About this task |
Everything from the line containing "Query: person in black jacket" through the end of the entries should be output exactly; nothing before it is wanted.

The data |

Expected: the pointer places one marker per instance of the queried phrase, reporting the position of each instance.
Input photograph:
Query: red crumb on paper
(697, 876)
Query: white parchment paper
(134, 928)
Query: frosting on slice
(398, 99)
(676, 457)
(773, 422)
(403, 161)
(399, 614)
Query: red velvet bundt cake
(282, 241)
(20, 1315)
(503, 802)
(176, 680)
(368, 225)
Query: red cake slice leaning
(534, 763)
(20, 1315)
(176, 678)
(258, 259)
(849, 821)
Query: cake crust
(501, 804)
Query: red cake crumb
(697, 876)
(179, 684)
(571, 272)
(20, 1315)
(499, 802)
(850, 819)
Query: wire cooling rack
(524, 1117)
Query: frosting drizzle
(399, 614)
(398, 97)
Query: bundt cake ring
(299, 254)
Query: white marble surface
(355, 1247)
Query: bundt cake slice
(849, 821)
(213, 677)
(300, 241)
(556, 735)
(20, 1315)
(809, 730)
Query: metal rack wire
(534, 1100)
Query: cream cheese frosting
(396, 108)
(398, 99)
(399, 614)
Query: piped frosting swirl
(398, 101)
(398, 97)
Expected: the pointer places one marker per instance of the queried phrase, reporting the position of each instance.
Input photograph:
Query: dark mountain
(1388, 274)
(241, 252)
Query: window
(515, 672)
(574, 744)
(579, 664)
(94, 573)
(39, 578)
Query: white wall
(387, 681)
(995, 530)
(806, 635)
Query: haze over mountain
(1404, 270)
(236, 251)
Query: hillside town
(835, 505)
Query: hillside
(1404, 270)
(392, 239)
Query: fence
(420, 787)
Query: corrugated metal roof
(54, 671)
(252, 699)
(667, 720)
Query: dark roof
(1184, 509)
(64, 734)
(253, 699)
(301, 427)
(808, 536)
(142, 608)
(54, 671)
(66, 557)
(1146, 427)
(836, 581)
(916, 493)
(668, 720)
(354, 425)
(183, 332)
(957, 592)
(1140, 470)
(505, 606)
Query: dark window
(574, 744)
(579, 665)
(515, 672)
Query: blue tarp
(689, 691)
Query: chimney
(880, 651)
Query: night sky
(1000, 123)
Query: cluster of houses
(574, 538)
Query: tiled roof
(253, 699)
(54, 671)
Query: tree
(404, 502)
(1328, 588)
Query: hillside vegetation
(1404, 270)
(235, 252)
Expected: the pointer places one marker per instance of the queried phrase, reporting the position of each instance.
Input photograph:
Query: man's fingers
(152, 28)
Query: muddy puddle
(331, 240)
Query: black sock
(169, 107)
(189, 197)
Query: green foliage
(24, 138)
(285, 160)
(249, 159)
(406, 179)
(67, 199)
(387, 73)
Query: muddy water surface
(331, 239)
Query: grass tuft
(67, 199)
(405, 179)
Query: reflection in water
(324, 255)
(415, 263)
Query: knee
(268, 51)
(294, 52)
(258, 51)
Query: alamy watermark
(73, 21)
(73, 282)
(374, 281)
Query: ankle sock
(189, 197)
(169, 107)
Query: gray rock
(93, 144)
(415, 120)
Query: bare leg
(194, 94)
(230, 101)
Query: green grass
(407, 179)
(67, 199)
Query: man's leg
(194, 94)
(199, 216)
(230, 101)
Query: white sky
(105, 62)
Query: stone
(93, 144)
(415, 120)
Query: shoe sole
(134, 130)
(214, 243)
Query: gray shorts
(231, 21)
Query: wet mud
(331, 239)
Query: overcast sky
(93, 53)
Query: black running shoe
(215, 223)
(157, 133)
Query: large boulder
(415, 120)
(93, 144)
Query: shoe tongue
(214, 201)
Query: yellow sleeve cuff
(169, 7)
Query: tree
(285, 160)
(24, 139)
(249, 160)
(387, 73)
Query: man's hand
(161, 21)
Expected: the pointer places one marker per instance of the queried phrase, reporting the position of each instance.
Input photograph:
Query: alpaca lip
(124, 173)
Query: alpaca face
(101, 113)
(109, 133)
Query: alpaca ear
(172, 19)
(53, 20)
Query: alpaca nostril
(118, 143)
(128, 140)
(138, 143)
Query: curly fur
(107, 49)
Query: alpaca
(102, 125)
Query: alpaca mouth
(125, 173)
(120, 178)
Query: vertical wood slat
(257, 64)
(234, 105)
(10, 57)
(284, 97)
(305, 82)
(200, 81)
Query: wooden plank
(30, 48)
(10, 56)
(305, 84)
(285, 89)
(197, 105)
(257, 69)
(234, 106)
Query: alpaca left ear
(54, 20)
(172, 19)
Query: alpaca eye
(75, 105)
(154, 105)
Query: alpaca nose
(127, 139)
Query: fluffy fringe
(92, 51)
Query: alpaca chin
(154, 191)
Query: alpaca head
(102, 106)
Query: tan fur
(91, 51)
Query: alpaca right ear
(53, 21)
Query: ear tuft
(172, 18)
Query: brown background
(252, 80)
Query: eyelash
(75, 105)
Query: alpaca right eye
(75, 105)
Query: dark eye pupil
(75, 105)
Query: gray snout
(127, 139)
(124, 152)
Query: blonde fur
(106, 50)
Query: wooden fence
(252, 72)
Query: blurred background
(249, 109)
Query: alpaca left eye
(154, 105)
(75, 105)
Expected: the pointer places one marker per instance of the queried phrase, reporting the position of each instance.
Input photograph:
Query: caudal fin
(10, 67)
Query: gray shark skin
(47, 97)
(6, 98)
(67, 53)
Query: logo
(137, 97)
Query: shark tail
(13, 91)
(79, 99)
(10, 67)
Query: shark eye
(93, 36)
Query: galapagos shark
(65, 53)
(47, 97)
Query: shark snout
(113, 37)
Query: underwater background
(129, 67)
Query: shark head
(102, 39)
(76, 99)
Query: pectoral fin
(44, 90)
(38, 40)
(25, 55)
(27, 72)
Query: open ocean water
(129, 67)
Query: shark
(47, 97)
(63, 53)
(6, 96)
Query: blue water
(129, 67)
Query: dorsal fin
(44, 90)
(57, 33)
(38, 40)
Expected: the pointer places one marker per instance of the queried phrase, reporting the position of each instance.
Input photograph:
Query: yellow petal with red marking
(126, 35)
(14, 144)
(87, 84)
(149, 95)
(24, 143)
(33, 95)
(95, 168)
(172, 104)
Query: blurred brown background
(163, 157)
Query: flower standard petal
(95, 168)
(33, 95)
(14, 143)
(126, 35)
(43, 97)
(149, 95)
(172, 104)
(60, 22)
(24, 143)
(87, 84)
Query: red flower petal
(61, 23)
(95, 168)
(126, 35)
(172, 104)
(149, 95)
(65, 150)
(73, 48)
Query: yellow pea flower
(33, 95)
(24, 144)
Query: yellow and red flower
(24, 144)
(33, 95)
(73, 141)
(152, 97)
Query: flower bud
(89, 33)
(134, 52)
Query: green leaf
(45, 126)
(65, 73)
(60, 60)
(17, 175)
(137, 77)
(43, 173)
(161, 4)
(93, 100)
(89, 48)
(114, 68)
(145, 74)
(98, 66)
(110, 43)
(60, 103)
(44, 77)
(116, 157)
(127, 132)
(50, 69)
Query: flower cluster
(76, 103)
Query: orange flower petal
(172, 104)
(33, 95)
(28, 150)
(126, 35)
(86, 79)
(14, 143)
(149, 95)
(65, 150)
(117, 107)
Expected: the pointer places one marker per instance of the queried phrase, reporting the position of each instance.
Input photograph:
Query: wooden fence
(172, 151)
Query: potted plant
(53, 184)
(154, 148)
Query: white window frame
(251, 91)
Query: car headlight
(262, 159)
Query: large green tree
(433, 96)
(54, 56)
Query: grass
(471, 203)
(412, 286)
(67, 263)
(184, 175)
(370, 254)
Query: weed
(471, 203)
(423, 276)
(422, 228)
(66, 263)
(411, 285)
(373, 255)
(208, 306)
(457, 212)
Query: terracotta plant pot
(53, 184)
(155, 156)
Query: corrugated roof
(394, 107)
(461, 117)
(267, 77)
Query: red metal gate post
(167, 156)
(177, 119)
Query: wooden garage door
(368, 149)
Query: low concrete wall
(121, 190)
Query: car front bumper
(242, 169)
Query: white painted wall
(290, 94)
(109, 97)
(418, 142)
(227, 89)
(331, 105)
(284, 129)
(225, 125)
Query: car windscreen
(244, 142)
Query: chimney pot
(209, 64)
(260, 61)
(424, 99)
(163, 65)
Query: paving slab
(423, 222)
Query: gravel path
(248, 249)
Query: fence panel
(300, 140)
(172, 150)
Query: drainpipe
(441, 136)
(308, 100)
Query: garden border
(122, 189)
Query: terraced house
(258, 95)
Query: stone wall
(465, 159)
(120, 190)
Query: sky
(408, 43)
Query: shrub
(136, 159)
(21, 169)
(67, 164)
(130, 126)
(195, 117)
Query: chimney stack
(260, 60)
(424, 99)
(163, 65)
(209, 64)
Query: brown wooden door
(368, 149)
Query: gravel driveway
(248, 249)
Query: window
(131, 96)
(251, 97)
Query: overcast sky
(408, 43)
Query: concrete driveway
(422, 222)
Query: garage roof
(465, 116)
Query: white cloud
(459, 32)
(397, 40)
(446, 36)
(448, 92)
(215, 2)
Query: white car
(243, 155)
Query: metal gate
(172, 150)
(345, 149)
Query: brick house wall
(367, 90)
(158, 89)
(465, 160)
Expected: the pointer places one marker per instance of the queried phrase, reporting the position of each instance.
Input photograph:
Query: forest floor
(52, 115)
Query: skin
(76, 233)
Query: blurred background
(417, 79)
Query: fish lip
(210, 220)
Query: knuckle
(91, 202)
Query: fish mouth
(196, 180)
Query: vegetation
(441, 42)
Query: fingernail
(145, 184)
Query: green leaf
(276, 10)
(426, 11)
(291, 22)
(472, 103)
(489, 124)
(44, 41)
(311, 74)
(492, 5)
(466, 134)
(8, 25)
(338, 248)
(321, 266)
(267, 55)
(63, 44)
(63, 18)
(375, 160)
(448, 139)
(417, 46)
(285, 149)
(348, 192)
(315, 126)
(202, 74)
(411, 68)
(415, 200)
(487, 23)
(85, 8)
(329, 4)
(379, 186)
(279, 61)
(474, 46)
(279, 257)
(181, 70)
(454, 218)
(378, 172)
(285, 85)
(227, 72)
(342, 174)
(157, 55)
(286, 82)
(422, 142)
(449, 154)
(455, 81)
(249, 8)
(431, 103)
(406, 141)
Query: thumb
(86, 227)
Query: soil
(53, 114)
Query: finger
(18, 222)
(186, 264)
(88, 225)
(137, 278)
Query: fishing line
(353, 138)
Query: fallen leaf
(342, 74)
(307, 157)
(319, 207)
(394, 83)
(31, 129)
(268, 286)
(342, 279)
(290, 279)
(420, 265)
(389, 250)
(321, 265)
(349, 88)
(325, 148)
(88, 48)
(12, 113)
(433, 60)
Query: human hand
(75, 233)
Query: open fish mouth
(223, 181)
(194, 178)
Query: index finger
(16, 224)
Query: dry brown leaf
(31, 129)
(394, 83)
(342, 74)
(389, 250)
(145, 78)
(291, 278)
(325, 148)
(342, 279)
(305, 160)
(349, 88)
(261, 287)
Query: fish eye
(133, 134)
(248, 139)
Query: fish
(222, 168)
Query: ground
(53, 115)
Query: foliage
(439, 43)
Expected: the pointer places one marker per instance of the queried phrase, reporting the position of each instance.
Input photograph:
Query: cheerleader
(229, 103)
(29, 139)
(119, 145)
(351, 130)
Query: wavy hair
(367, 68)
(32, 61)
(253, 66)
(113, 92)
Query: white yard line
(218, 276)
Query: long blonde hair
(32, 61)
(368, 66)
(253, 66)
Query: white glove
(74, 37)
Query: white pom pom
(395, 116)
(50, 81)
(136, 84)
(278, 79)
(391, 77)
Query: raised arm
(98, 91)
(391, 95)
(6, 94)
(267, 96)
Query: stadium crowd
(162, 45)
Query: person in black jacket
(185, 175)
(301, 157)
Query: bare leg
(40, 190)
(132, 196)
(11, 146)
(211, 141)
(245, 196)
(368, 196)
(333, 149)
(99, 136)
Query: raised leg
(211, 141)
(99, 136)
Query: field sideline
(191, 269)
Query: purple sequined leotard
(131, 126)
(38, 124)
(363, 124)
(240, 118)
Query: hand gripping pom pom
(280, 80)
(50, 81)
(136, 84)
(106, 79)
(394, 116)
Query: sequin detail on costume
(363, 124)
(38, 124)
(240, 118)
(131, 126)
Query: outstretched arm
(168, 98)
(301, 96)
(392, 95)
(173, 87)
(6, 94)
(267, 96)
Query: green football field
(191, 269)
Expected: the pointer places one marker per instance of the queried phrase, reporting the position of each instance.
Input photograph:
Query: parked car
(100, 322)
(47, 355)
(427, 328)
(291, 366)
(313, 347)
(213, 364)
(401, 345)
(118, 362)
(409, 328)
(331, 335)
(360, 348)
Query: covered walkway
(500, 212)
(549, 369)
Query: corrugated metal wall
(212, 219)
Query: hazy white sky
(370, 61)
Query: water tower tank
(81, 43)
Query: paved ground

Task answer |
Query: person in black jacket
(185, 175)
(301, 157)
Query: bare leg
(40, 190)
(132, 196)
(11, 146)
(211, 141)
(245, 196)
(368, 196)
(333, 149)
(99, 136)
Query: raised leg
(211, 141)
(99, 136)
Query: field sideline
(191, 269)
Query: purple sequined leotard
(131, 126)
(38, 124)
(363, 124)
(240, 118)
Query: hand gripping pom pom
(280, 80)
(50, 81)
(136, 84)
(106, 79)
(394, 116)
Query: sequin detail on costume
(363, 124)
(38, 124)
(240, 118)
(131, 126)
Query: outstretched arm
(168, 98)
(301, 96)
(392, 95)
(173, 87)
(6, 94)
(267, 96)
Query: green football field
(191, 269)
Expected: the pointer places one marker per instance of the queried phrase, reporting the position of each instance.
Input photograph:
Query: parked car
(100, 322)
(47, 355)
(427, 328)
(291, 366)
(313, 347)
(213, 364)
(401, 345)
(118, 362)
(409, 328)
(331, 335)
(360, 348)
Query: covered walkway
(500, 212)
(549, 369)
Query: corrugated metal wall
(212, 219)
Query: hazy white sky
(370, 61)
Query: water tower tank
(81, 43)
Query: paved ground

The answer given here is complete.